[SET TASK]: Update the article on Kate Kelly's excommunication: rewrite the passage from "No, this isn’t" up to and including "and not tell.", swapping "headline" for "story".
## START DOCUMENT TEXT
The Mormon Church excommunicates woman for calling Mormon Church sexist

image via yahoo news

(Image via Yahoo News)

No, this isn’t a headline from The Onion. How does the Mormon Church respond to a woman critical of the Church’s treatment of women? By ex-communicating her. I guess they want to show and not tell.

Kate Kelly has been a Mormon all of her life. She served as a missionary in Spain when she was 21. She was married in the Salt Lake Temple. She has been a proud Mormon and, up until very recently, a regular church-goer. But on Monday, she found out that the Mormon Church, also known as the Church of Latter-Day Saints, ex-communicated her for apostasy, the repeated and public advocacy of positions that oppose church teachings.

The symbolism couldn’t be any better (or worse); Kelly was excommunicated in absentia by an all male panel for questioning the all male nature of the Church’s leadership. Specifically, Kelly advocated for allowing women to be ordained as priests. According to the Mormon Church, only men can become priests because all of Jesus’s apostles were men. That’s men. Not boys. Yet the Mormon Church has no problem ordaining boys as young as 12. Why do they follow Jesus’s example when it comes to gender but not age?

It’s easy for me to ask that question. I have nothing to lose. I’m not Mormon. But questioning the Church proved extremely difficult for Kelly, a human rights lawyer from Virginia who now lives in Utah. Kelly started the organization Ordain Women, which “aspires to create a space for Mormons to articulate issues of gender inequality they may be hesitant to raise alone. As a group we intend to put ourselves in the public eye and call attention to the need for the ordination of Mormon women to the priesthood.” She also organized demonstrations at the Church’s conferences at Temple Square in Salt Lake City.

Kelly was warned to take down the website for Ordain Women. But she refused, as she explained in a letter to the church:

I will not take down the website ordainwomen.org. I will not stop speaking out publicly on the issue of gender inequality in the church… I cannot repent of telling the truth, speaking what is in my heart and asking questions that burn in my soul.

image via the atlantic

(Image via the Atlantic)
## END DOCUMENT TEXT
## START DATASET CONTENT
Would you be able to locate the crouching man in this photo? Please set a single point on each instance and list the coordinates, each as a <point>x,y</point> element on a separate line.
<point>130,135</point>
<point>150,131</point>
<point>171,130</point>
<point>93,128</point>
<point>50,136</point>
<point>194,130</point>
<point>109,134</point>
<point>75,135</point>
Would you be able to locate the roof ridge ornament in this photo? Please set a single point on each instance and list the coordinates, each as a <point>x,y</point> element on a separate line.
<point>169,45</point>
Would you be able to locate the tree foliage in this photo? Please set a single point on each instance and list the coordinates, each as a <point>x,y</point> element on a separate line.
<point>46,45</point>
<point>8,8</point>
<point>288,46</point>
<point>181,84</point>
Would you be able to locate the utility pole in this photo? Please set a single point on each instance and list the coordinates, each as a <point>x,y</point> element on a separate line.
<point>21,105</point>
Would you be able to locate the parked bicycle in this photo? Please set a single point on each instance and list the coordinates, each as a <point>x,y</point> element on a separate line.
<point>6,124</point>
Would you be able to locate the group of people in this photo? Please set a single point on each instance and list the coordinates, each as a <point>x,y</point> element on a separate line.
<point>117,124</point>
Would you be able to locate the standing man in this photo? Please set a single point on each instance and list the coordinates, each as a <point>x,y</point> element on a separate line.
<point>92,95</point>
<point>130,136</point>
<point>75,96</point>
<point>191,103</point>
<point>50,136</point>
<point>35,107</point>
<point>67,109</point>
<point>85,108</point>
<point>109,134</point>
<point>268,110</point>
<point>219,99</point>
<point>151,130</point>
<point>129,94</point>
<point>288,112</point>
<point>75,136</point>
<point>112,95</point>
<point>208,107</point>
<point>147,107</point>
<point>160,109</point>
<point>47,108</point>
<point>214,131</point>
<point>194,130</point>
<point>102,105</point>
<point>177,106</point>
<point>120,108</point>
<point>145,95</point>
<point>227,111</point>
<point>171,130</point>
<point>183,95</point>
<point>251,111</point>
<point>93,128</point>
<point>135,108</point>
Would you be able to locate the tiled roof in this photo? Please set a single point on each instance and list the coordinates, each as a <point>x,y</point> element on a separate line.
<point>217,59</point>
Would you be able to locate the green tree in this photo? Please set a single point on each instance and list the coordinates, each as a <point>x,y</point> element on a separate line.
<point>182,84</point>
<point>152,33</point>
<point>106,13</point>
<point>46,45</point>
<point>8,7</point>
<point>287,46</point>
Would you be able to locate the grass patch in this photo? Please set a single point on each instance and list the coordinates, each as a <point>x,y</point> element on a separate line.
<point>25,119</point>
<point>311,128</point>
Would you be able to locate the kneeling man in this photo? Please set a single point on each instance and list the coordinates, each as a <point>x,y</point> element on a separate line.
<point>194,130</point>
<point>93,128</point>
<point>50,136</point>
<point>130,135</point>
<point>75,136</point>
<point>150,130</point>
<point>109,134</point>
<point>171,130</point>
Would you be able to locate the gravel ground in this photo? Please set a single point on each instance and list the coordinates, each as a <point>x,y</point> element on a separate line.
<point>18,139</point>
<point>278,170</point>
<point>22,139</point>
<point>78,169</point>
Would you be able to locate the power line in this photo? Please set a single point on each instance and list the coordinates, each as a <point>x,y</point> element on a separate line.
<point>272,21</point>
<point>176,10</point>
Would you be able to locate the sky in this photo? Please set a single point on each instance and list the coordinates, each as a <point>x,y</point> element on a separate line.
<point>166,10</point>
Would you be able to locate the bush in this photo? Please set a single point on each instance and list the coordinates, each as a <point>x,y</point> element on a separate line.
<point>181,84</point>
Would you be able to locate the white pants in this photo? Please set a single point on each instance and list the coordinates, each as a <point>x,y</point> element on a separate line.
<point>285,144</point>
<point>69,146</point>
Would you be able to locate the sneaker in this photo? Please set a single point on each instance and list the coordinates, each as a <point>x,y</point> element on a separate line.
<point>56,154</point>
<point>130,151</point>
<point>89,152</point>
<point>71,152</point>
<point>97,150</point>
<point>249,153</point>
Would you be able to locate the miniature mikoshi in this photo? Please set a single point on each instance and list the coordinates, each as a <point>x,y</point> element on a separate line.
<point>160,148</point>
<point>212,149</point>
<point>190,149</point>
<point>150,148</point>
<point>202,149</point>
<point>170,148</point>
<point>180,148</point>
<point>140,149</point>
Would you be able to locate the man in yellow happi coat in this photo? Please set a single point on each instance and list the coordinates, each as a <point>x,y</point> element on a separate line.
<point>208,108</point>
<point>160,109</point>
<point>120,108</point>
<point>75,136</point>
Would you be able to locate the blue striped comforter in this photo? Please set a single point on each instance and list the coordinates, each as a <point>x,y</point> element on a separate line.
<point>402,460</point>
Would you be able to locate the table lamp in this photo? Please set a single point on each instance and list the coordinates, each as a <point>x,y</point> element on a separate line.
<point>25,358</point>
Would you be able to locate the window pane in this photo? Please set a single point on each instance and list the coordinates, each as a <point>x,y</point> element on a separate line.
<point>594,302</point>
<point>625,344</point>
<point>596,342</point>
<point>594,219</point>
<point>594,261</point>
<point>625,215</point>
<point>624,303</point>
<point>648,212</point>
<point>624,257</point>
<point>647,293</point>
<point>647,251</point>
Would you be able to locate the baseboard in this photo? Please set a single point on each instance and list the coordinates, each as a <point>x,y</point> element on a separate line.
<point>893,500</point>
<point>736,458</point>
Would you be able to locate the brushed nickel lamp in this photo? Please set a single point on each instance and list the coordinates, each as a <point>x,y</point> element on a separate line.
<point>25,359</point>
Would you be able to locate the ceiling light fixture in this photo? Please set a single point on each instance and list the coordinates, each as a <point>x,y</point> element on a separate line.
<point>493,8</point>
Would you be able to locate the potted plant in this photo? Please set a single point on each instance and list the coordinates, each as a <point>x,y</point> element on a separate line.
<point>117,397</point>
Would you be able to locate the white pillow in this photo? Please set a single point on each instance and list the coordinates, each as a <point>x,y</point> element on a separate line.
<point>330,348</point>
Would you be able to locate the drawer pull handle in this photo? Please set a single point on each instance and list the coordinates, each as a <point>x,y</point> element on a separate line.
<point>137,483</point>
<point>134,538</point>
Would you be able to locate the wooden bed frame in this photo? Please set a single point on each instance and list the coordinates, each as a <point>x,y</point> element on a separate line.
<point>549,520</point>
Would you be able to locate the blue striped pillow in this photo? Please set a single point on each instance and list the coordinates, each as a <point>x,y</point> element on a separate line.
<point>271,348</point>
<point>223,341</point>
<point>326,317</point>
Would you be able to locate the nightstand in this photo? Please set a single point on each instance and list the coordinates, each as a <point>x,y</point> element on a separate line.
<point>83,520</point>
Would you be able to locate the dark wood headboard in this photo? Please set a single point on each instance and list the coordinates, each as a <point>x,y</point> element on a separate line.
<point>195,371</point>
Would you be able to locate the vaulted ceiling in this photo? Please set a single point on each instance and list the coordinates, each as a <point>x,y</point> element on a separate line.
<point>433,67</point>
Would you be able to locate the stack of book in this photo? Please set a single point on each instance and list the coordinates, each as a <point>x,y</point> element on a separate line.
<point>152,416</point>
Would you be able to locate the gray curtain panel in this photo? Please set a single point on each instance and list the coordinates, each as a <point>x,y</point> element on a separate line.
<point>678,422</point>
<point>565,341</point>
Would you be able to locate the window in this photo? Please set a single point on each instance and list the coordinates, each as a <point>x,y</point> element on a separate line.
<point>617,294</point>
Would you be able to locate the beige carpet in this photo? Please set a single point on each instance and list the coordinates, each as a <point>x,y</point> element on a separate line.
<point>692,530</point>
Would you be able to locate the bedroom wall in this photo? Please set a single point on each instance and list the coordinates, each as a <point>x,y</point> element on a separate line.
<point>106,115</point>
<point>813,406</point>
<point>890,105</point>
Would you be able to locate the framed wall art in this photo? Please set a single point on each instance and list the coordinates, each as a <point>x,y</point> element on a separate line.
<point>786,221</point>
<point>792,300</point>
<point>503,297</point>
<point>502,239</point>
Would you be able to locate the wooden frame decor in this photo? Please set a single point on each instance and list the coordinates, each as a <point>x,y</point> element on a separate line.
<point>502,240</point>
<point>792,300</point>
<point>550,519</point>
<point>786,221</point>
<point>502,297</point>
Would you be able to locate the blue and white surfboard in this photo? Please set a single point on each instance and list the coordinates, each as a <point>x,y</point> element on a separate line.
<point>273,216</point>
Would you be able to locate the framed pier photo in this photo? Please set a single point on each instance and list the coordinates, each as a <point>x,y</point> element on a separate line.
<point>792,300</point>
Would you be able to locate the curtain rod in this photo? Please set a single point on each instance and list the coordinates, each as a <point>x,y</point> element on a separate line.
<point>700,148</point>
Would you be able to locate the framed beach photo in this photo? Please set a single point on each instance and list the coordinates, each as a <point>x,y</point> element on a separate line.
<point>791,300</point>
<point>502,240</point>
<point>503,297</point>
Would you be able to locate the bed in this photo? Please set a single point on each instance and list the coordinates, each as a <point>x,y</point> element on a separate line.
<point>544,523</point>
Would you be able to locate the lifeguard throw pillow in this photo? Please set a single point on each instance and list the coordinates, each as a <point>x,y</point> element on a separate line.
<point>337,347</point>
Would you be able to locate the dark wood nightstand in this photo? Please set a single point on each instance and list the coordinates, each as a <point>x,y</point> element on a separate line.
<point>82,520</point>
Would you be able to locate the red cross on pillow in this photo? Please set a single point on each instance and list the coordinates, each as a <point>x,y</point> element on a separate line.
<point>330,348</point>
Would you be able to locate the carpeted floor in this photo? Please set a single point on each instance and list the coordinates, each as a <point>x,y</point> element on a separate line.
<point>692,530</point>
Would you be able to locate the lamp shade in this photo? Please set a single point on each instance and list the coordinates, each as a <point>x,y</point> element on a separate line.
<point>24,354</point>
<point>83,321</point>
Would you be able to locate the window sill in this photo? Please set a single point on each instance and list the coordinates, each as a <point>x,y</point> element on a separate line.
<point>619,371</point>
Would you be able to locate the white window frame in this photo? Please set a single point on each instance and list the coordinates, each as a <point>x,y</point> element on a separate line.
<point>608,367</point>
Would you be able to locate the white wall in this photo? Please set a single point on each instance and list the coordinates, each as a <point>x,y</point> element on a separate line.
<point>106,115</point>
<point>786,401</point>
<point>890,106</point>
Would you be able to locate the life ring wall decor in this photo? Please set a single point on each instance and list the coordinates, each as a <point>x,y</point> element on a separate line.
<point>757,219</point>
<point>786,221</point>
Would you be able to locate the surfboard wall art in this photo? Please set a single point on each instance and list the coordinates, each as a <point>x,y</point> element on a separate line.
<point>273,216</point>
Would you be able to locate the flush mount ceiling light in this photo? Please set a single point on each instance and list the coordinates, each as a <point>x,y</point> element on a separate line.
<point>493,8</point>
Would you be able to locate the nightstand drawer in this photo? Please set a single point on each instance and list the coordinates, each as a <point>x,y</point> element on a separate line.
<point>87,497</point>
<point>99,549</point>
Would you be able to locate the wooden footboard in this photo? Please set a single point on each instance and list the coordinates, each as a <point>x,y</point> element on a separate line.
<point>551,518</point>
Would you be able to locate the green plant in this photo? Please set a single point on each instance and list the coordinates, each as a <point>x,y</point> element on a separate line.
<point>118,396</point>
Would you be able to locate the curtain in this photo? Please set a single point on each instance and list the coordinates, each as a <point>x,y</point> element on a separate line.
## END DATASET CONTENT
[COMPLETE RESPONSE]:
No, this isn’t a story from The Onion. How does the Mormon Church respond to a woman critical of the Church’s treatment of women? By ex-communicating her. I guess they want to show and not tell.